*INPUT DATA:*
▬▬▬▬▬▬▬▬▬▬
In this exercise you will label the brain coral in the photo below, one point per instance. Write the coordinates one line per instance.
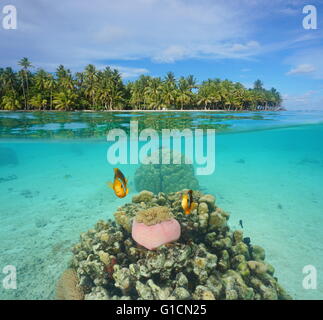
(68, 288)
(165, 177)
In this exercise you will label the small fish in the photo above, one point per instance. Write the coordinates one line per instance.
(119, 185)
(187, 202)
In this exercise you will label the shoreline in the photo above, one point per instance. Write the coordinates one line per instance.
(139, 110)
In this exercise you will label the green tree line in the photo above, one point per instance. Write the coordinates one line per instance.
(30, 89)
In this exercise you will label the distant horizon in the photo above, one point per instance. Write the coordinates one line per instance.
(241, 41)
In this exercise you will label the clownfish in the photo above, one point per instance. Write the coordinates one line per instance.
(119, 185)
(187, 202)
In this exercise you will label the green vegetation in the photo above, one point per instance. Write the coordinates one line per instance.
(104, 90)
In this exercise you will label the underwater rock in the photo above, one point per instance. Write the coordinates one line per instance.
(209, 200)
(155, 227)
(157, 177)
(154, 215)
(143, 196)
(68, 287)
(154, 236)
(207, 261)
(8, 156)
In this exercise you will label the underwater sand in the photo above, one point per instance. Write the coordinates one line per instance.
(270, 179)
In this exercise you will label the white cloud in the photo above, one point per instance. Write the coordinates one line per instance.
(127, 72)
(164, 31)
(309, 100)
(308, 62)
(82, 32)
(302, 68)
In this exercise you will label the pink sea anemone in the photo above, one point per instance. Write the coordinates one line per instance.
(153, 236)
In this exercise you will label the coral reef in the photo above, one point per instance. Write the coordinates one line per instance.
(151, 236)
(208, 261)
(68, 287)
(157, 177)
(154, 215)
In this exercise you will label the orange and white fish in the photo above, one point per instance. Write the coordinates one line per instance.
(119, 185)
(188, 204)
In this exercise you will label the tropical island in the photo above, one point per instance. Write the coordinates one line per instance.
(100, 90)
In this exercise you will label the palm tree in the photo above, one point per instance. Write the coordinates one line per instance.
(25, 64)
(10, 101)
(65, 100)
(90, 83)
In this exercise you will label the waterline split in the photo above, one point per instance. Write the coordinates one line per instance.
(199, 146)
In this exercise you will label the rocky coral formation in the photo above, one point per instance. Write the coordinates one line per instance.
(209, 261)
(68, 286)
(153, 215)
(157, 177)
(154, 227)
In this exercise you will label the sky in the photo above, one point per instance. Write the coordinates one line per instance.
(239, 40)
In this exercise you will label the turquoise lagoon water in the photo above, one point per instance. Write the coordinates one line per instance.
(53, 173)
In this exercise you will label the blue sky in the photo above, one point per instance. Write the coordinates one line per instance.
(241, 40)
▬▬▬▬▬▬▬▬▬▬
*THE TASK:*
Give back the full listing word for word, with the pictures left out.

*TASK RESULT:*
In this exercise you will label the brain coral in the photo below, one point per instance. Write the coordinates one line per instance.
(68, 288)
(165, 177)
In this exercise you will label the small fish in the photo above, one point per instance. Write the coordinates one line per instance.
(119, 185)
(187, 202)
In this exercise you will label the shoreline in the photo above, one point per instance. Write the coordinates one line per instance.
(139, 110)
In this exercise you will label the green tree line in the photo above, one point per instance. Write the coordinates one line per instance.
(30, 89)
In this exercise you will label the distant horizon in the photo above, one point per instance. Write the coordinates one line per instance.
(241, 41)
In this exercise you will label the clownfish in the photo above, one point per instance. Write the coordinates one line per instance.
(119, 185)
(187, 202)
In this exercise you will label the green vegetation in the photo above, one point per instance. Write the coordinates one line per instance.
(104, 90)
In this exercise you will label the underwater rock in the photo above, one point per instance. Write the coordinates one line per instance.
(209, 200)
(155, 227)
(157, 177)
(154, 215)
(143, 196)
(68, 287)
(154, 236)
(207, 261)
(8, 156)
In this exercise you will label the underwater sand in the photo above, one point per instance. Write the coordinates one line per instance.
(270, 179)
In this exercise you will label the white cloud in the photo above, one point per instance. Write the coordinates one line per instance.
(127, 72)
(164, 31)
(309, 100)
(308, 62)
(82, 32)
(302, 68)
In this exercise you will label the pink sea anemone in the photo above, one point per instance. Write the coordinates one line per instance.
(153, 236)
In this exercise you will label the coral reef in the photo above, one point per instance. Write the coordinates one line per instance.
(151, 236)
(208, 261)
(68, 287)
(157, 177)
(154, 215)
In this exercise you will label the orange and white fish in the photo above, one point per instance. Write the coordinates one line per instance.
(119, 185)
(188, 204)
In this exercise you will label the tropical island in the photo above, one point per instance. Write the coordinates one line per instance.
(100, 90)
In this exercise you will label the palm tree in the photo above, one point per instance. Write the coordinates one line per instance.
(25, 64)
(10, 101)
(65, 100)
(90, 83)
In this exercise you will label the waterline split in the photo above, one point per instance. Write the coordinates one line per instance.
(199, 146)
In this exercise you will label the rocky coral formation in the photo above, one point per instance. Write the coordinates one line per instance.
(209, 261)
(68, 286)
(153, 215)
(157, 177)
(154, 227)
In this exercise you will label the sky in the photo above, one point per instance. Write the coordinates one line per instance.
(239, 40)
In this exercise you will label the turquoise lagoon water in the photo above, one point per instance. Write the coordinates one line per instance.
(53, 173)
In this exercise you will label the blue sky in the photo above, one point per instance. Write the coordinates one line per instance.
(241, 40)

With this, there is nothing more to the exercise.